TEXT EXCERPT:
+--

By Isaac Black
Here's a personal footnote to the "rankings" discussion and debate that has gone on for years. Since 1988 or so, I have worked with African-American students, parents and others in regard to how to navigate the college admissions process. From the beginning, I wanted my college selection and counseling work to start with an "assessment" of what a particular student's needs might be. Ideally, I wanted to try and match a student with colleges that, to the best of my knowledge, would be a "perfect fit." An honorable mission, I would think.
Well, guess what? Over 90% of the time, parents and students either initially or ultimately asked about rankings. Is school "A" better than school "B"? What schools have the most highly regarded (fill in the blank) programs? Those parents and students never seemed to be at peace unless we discussed "rankings" and related issues, with me putting my spin and analysis into play.
For whatever reason, there has been (continuously) a need to address the idea of "best schools," and it has never gone away. Not for as long as I can remember. Yearly, as families get ready to navigate the college admissions process, the "which is best" discussion is like a Rite of Passage for almost everyone. In
fact, I cannot imagine any counselor or educator who is in tune with the concerns of students/parents saying anything otherwise. The debate, I would argue, goes deeper than what "we" may or not personally think about rankings. Of course, we often have insights that many don't have (and I'll get to that). Still, for good or bad, there is an intellectual and emotional need that is real, exists, and I see it constantly when I interact with students and their families. Personally, I don't ignore that need.
"America is obsessed with rankings," has been a mantra we have all heard. Just as we continue to look at Consumer's Report, try to rate cars and everything else for their comparative worth and readiness, the "rankings" phenomena is not going away. Early on, it became overwhelmingly obvious to me that the folks I interact with--and it has been hundreds over the years--want input with regard to the "best" colleges and indeed, also the "best" Black colleges. That's a fact and a given. I am not surprised that the annual US News & World Report "ranking" edition sells as it does. I am not surprised that spinoffs like Time's "The Best College for You" have arrived, even if there are no "best lists" per se. Indeed, if we were politicians with voting constituents, I believe every poster here would have to cater to the folks he or she services--and consider their obvious needs.

+--

AVAILABLE DATA:

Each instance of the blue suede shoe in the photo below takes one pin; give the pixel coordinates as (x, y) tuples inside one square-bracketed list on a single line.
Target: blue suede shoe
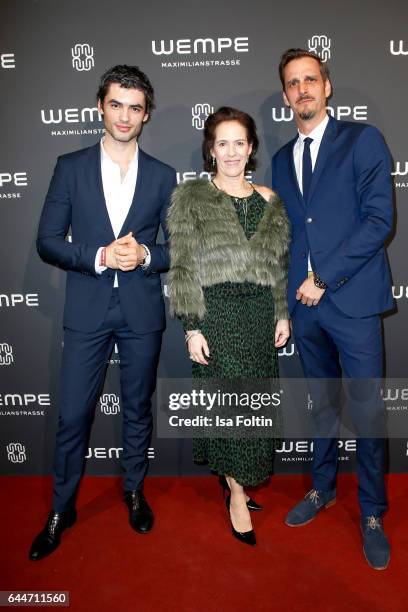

+--

GIVEN EXERCISE 1: In the college rankings essay, how often did parents and students ask about rankings?
GIVEN EXERCISE 2: Transcribe the college rankings essay starting with "Well, guess what?" and going on through "analysis into play.".
The lines have no role here.

RESULT 1: Over 90% of the time.

RESULT 2:
Well, guess what? Over 90% of the time, parents and students either initially or ultimately asked about rankings. Is school "A" better than school "B"? What schools have the most highly regarded (fill in the blank) programs? Those parents and students never seemed to be at peace unless we discussed "rankings" and related issues, with me putting my spin and analysis into play.